# PAGE TEXT start
Limestone Community High School is a public high school in Bartonville, Peoria County, Illinois.  , the school had an average enrollment of 867 students and average full-time equivalent of 70 teachers.

Limestone Community High School is the only general high school of Limestone Community High School District 310; the district also operates the high school program of the Peoria County Juvenile Detention Center.

History
Before the 1950s, Bartonville had no high school of its own; students went to Pekin or Peoria, and their expenses were paid for by a non-high-school district, but without control over the schools the students were attending.  Consolidating with other school districts was considered, but it was determined that joining Peoria Public Schools District 150 would require annexation into the city of Peoria, and that neither the Elmwood or the Glasford school districts had the capacity to take on the 570 students in the area.  A group of educators and other citizens decided that the only solution was to build a high school.
# PAGE TEXT end
GIVEN TASK: According to the Limestone Community High School text, where did Bartonville students attend high school before the 1950s?
# DATASET EXCERPT start
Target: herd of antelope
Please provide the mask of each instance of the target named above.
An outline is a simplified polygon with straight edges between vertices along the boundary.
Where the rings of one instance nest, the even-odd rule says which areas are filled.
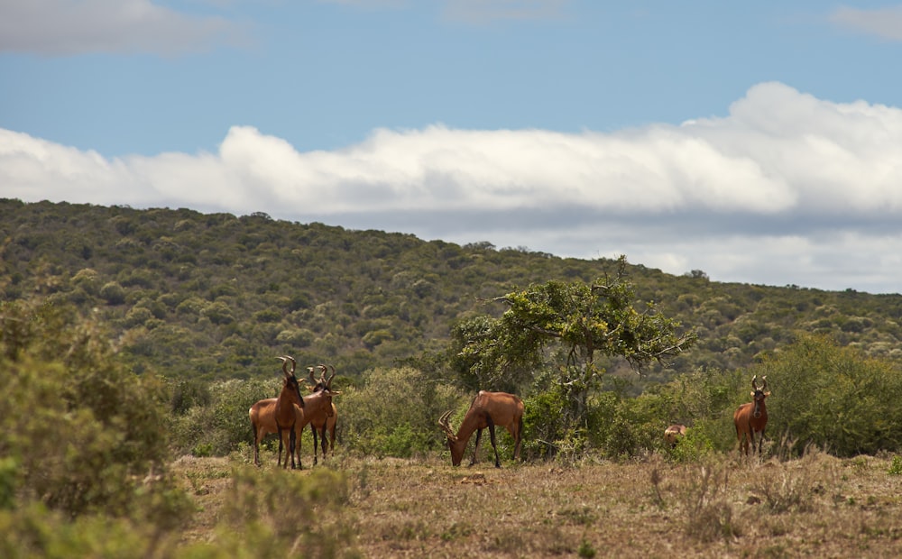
# DATASET EXCERPT end
SOLUTION: Pekin or Peoria